=== QUOTED PASSAGE ===
Segment Open

Udall Foundation honors students tackling tribal, environmental issues
The Udall Foundation has recognized three Yale undergraduates for their commitment to careers in tribal public policy, the environment, or Native health care, as well as their leadership potential and academic accomplishments.
Sophomore Joe Boland has been named a 2021 Udall Scholar in the tribal public policy category; junior Abey Philip has been recognized with a Udall Scholar honorable mention in the environmental category; and junior John Crawford has been selected as a 2021 Native American Congressional Intern.
Boland, a citizen of the Cherokee Nation (Absentee Shawnee), is one of 55 students from 42 colleges and universities selected as a Udall Scholar. The scholars were chosen from 416 applicants nominated by their institutions across the United States. A history major, Boland serves as vice president of the Sophomore Class Council and is one of two senators from Ezra Stiles College on the Yale College Council. Last summer, he interned at the Department of Justice’s Office of Tribal Justice as well as at the Aspen Institute’s Center for Native American Youth, where he produced reports concerning efficient hazardous waste management in Native Alaskan communities, analyzed legislation relating to Indian Country, and sought to better understand key cases within federal Indian law.
Philip was among 55 U.S. students awarded a Udall Scholar honorable mention in the environmental category. He is interested in finding new and innovative ways to center the voices of marginalized communities in environmental policy decisions. At Yale, Philip spearheaded the creation of the $100,000 Student Green Innovation Fund, which supports student-submitted sustainability projects. This summer, he will be working for the Natural Resources Defense Council as an environmental justice intern, advocating for low-income and communities of color in southern California.

Segment Closed

=== EXERCISE INSTRUCTIONS ===
**1)** Using the article on the Udall Foundation honors, decide whether each statement agrees with it: (a) Boland is one of 55 students from 42 colleges and universities selected as a Udall Scholar; (b) Philip is a sophomore; (c) the Student Green Innovation Fund holds $50,000. For each, answer yes or no and quote the deciding words.
**2)** In the article on the Udall Foundation honors, how many applicants were the Udall Scholars chosen from?
**3)** List every Yale student the article on the Udall Foundation honors names, together with the recognition each received.

=== DATA EXTRACTS ===
Segment Open

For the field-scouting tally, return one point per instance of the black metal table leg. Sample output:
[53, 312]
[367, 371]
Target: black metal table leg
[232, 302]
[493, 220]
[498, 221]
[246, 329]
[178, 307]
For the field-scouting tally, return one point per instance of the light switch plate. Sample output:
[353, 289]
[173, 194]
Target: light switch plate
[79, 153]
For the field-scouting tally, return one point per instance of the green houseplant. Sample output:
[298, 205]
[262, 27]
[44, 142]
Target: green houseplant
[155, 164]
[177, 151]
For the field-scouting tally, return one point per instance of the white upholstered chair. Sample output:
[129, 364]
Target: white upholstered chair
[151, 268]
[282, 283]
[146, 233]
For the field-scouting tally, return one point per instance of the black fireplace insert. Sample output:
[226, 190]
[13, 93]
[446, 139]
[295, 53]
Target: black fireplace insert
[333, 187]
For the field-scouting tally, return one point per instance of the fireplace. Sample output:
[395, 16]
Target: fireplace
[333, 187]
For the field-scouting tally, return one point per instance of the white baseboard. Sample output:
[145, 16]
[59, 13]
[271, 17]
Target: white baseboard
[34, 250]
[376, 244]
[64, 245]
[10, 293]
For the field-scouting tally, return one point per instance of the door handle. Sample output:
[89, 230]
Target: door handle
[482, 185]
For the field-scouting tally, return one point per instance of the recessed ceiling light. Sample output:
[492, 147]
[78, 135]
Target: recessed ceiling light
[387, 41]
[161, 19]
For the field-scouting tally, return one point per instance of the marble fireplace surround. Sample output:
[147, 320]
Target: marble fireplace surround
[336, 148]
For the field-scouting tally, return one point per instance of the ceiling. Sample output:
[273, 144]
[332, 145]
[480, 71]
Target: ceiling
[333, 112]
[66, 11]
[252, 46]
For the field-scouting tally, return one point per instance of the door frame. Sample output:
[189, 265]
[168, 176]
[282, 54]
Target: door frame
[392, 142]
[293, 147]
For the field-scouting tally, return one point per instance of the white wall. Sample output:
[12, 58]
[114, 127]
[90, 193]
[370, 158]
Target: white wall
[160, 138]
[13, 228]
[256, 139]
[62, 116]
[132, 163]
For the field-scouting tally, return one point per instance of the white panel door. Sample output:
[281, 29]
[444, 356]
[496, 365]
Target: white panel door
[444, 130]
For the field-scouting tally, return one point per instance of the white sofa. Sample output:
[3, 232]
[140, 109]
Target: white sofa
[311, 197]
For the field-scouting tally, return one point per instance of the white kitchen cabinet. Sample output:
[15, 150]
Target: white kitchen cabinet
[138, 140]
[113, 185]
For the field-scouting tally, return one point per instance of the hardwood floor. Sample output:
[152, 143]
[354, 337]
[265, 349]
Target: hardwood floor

Segment Closed

=== RESPONSES PER TASK ===
**1)**
(a) Yes: "is one of 55 students from 42 colleges and universities selected as a Udall Scholar"
(b) No: "junior Abey Philip"
(c) No: "the $100,000 Student Green Innovation Fund"

**2)** They were chosen from 416 applicants nominated by their institutions across the United States.

**3)**
- Joe Boland: named a 2021 Udall Scholar in the tribal public policy category
- Abey Philip: recognized with a Udall Scholar honorable mention in the environmental category
- John Crawford: selected as a 2021 Native American Congressional Intern